■ Action item:
Look through the data below and show every line that includes "query".
**********
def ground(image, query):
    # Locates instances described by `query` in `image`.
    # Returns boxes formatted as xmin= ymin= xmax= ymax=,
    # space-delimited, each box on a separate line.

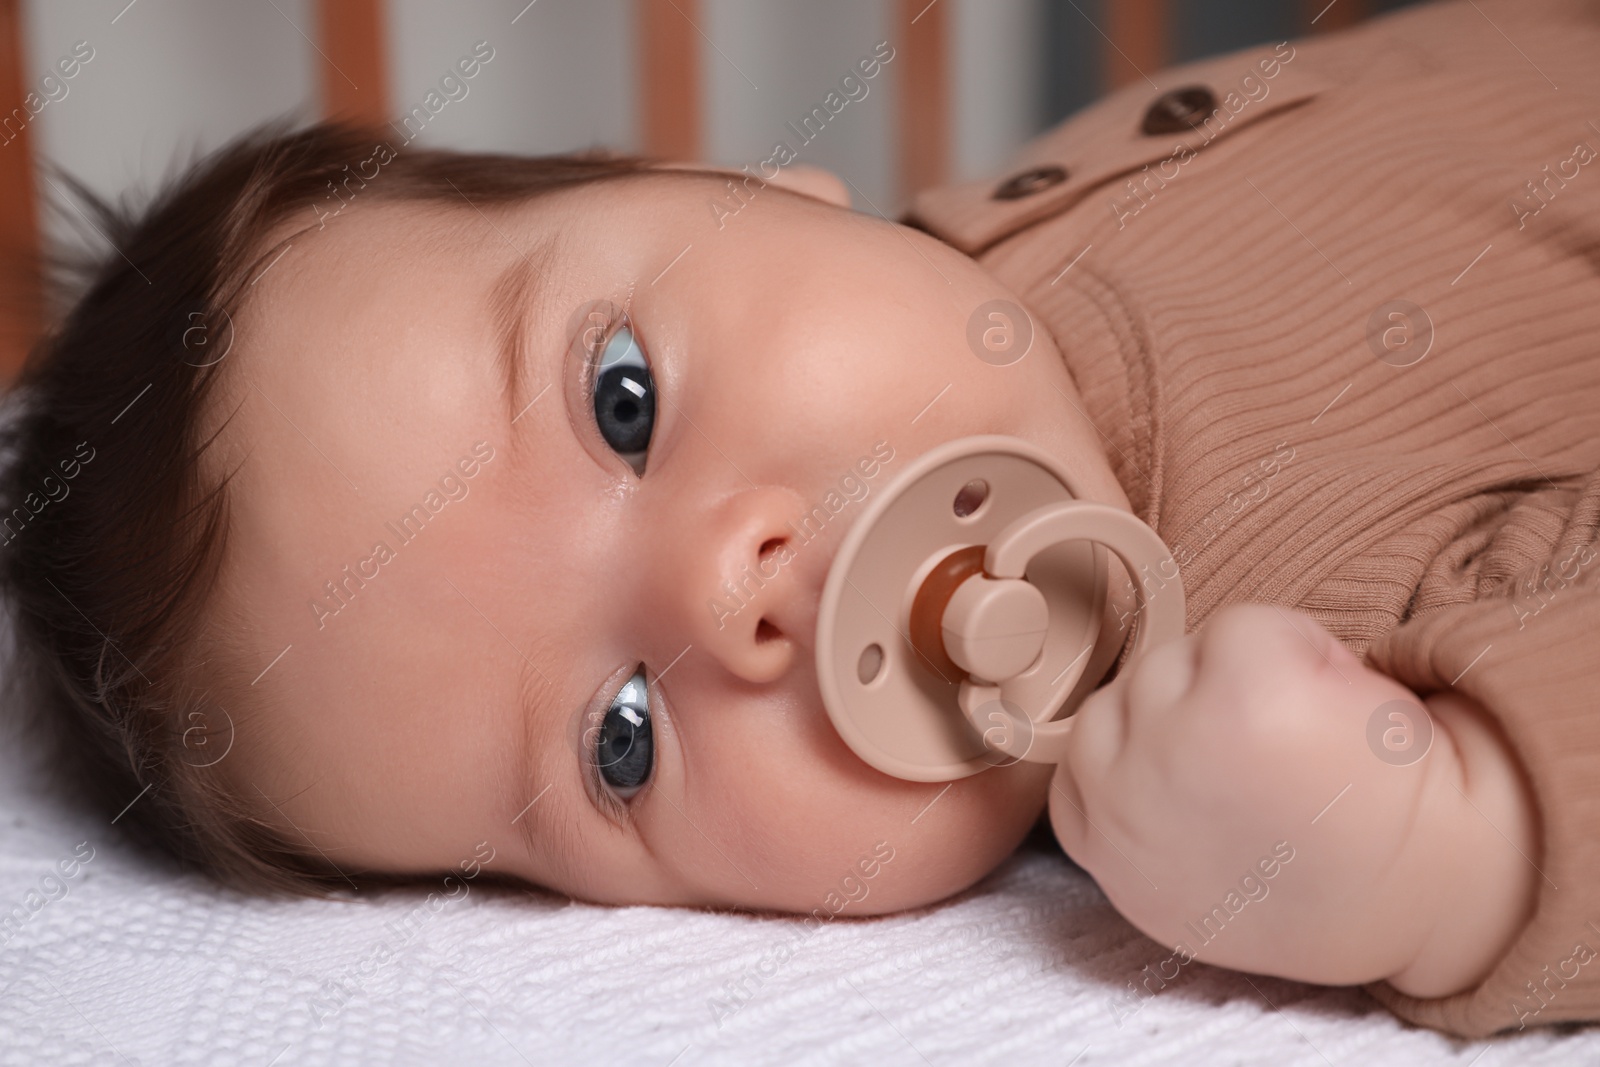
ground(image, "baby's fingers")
xmin=1048 ymin=683 xmax=1144 ymax=866
xmin=1045 ymin=760 xmax=1092 ymax=859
**********
■ Result of this exercise:
def ground(image, query):
    # Locates instances described by `query` in `image`.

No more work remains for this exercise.